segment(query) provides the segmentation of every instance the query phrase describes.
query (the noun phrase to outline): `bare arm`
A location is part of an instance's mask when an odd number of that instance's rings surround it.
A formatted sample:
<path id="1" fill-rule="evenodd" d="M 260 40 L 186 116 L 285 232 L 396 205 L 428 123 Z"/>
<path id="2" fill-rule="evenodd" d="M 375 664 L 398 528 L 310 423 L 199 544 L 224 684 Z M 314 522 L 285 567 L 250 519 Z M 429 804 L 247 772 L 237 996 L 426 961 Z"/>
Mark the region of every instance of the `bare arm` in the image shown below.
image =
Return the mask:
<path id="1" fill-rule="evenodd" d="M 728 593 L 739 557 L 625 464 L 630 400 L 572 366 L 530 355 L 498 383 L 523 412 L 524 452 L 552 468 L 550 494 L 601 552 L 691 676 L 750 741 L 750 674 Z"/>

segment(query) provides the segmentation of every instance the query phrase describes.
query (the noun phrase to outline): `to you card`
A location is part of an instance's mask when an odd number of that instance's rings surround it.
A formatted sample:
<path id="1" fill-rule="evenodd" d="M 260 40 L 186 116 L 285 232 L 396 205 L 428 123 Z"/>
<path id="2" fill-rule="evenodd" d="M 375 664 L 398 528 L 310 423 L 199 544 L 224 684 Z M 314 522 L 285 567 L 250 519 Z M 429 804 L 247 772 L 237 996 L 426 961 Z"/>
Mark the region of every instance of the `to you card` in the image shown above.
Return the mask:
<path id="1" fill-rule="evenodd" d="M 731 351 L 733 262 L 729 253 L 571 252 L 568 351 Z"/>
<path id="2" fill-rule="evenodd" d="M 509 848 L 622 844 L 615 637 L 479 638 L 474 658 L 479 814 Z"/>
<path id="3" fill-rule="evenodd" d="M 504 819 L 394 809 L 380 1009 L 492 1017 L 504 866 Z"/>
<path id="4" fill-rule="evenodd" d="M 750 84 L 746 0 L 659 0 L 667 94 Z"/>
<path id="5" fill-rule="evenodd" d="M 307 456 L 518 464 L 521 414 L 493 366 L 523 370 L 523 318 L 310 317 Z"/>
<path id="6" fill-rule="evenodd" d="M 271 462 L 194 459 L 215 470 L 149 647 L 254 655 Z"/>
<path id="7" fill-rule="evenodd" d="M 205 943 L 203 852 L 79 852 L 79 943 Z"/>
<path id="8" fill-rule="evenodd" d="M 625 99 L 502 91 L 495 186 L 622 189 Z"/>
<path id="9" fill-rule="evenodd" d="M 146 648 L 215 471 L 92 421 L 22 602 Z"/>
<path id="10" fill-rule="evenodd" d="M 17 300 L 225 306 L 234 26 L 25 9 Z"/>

## REQUIRED WORK
Reproduce the whole listing above, word for word.

## RESULT FOR THIS EXERCISE
segment(query) provides the segmentation of every instance the query phrase describes.
query (the noun phrase to outline): `bare arm`
A location is part of an instance's mask when an odd number of that instance's rings surround it.
A formatted sample:
<path id="1" fill-rule="evenodd" d="M 260 40 L 186 116 L 285 232 L 396 205 L 428 123 Z"/>
<path id="2" fill-rule="evenodd" d="M 375 664 L 398 528 L 310 423 L 199 544 L 224 684 Z M 314 522 L 285 567 L 250 519 Z M 429 804 L 247 772 L 237 996 L 426 961 Z"/>
Mark the region of every instance of the `bare arm` in the image shown below.
image =
Return the mask:
<path id="1" fill-rule="evenodd" d="M 728 593 L 739 557 L 625 464 L 630 400 L 572 366 L 530 355 L 498 383 L 523 412 L 524 452 L 552 468 L 550 494 L 601 552 L 691 676 L 750 741 L 750 674 Z"/>

segment(query) provides the segmentation of every instance the query phrase describes.
query (the noun phrase to outline): `to you card`
A location is part of an instance's mask when an odd number of that instance's rings surround it.
A formatted sample:
<path id="1" fill-rule="evenodd" d="M 260 40 L 186 116 L 285 232 L 396 205 L 428 123 Z"/>
<path id="2" fill-rule="evenodd" d="M 375 664 L 398 528 L 310 423 L 199 544 L 224 684 Z M 314 522 L 285 567 L 250 519 Z M 429 804 L 247 772 L 237 996 L 426 961 Z"/>
Mark the region of every instance of the `to you card` in the image shown above.
Return the mask:
<path id="1" fill-rule="evenodd" d="M 731 351 L 733 262 L 729 253 L 571 252 L 568 351 Z"/>
<path id="2" fill-rule="evenodd" d="M 509 848 L 622 844 L 615 637 L 479 638 L 474 658 L 479 814 Z"/>
<path id="3" fill-rule="evenodd" d="M 504 819 L 394 809 L 380 1009 L 492 1017 L 504 866 Z"/>
<path id="4" fill-rule="evenodd" d="M 750 84 L 746 0 L 659 0 L 667 94 Z"/>
<path id="5" fill-rule="evenodd" d="M 307 456 L 518 464 L 521 414 L 493 366 L 523 370 L 523 318 L 310 317 Z"/>
<path id="6" fill-rule="evenodd" d="M 271 462 L 194 459 L 215 470 L 149 647 L 254 655 Z"/>
<path id="7" fill-rule="evenodd" d="M 205 943 L 203 852 L 79 852 L 79 943 Z"/>
<path id="8" fill-rule="evenodd" d="M 625 99 L 502 91 L 495 186 L 622 189 Z"/>
<path id="9" fill-rule="evenodd" d="M 146 648 L 215 471 L 92 421 L 22 602 Z"/>
<path id="10" fill-rule="evenodd" d="M 17 300 L 225 306 L 234 26 L 25 9 Z"/>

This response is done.